▶ [Short problem]:
Update the rows from the start through the line holding "140 189 L 140", inclusive, by swapping "Return the mask" for "Give the outline" and leaving all else unchanged.

○ ○ ○ ○ ○

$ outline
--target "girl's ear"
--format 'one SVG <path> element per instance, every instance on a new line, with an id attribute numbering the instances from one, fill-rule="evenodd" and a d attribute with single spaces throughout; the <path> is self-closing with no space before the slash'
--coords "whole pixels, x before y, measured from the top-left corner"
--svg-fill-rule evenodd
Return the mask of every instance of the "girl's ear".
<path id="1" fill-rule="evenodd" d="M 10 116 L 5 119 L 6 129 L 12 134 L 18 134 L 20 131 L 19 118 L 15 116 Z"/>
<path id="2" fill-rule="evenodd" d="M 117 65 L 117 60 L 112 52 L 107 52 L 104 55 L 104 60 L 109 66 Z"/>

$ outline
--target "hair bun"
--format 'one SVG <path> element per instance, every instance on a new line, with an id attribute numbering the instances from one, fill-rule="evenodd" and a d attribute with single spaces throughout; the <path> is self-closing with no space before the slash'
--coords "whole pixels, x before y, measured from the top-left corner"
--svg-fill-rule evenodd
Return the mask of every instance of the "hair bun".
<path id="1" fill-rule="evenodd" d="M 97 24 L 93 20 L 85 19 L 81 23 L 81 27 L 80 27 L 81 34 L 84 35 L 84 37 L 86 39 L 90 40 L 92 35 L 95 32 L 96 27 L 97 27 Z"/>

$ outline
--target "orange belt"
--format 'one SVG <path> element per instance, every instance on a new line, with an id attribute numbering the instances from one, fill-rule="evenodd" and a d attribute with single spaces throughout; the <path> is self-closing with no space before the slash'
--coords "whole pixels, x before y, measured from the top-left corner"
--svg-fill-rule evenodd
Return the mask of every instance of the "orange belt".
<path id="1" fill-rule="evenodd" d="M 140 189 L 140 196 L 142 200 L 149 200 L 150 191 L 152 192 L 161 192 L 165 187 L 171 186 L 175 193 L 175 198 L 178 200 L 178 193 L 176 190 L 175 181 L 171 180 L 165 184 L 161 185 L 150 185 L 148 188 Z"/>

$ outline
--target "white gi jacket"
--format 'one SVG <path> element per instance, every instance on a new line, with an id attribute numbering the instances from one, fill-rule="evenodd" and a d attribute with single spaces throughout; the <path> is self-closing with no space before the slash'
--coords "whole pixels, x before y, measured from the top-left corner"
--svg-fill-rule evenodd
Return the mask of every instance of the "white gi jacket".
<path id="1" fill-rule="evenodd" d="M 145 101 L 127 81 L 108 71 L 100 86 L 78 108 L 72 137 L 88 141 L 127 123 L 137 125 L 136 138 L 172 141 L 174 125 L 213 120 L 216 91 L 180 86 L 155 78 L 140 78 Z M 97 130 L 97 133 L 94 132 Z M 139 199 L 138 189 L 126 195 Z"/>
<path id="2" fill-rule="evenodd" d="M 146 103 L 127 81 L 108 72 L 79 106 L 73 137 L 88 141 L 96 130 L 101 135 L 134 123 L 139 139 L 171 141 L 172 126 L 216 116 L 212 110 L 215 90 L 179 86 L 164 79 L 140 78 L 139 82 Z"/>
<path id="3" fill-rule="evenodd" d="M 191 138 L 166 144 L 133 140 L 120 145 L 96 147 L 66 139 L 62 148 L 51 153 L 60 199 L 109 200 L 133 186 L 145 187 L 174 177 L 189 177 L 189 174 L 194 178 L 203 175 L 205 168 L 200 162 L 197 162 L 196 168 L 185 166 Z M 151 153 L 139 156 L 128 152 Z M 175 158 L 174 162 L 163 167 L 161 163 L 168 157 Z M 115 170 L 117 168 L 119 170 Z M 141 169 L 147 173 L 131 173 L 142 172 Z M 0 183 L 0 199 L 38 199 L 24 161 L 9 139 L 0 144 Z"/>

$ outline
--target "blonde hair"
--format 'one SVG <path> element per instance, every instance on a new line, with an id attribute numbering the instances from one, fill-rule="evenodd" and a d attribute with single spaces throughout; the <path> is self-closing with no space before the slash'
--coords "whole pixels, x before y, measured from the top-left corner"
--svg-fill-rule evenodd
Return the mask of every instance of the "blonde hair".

○ ○ ○ ○ ○

▶ [Correct response]:
$ outline
--target "girl's ear"
--format 'one SVG <path> element per instance, every instance on a new line, with an id attribute numbering the instances from one, fill-rule="evenodd" and a d attribute with single spaces throughout; the <path> is self-closing with no space before the slash'
--coords "whole pixels, x before y, measured from the top-left corner"
--svg-fill-rule evenodd
Give the outline of every instance of the "girl's ear".
<path id="1" fill-rule="evenodd" d="M 10 116 L 5 119 L 6 129 L 12 134 L 18 134 L 20 131 L 19 118 L 15 116 Z"/>
<path id="2" fill-rule="evenodd" d="M 117 65 L 117 60 L 112 52 L 107 52 L 104 55 L 104 60 L 109 66 Z"/>

$ outline
--target "hair bun"
--format 'one SVG <path> element per instance, every instance on a new line, with an id attribute numbering the instances from one, fill-rule="evenodd" and a d attribute with single spaces throughout; the <path> is self-closing with no space before the slash'
--coords "whole pixels, x before y, measured from the top-left corner"
--svg-fill-rule evenodd
Give the outline of every instance of the "hair bun".
<path id="1" fill-rule="evenodd" d="M 97 24 L 93 20 L 85 19 L 81 23 L 81 27 L 80 27 L 81 34 L 84 35 L 84 37 L 86 39 L 90 40 L 92 35 L 95 32 L 96 27 L 97 27 Z"/>

$ outline
--target "orange belt"
--format 'one SVG <path> element per instance, every instance on a new line, with an id attribute numbering the instances from one, fill-rule="evenodd" and a d attribute with single spaces throughout; the <path> is self-closing with no space before the slash'
--coords "whole pixels, x before y, measured from the top-left corner"
--svg-fill-rule evenodd
Give the outline of every instance of the "orange belt".
<path id="1" fill-rule="evenodd" d="M 140 189 L 140 196 L 142 200 L 149 200 L 150 191 L 152 192 L 161 192 L 165 187 L 171 186 L 175 193 L 175 198 L 178 200 L 178 193 L 176 190 L 175 181 L 171 180 L 165 184 L 161 185 L 150 185 L 148 188 Z"/>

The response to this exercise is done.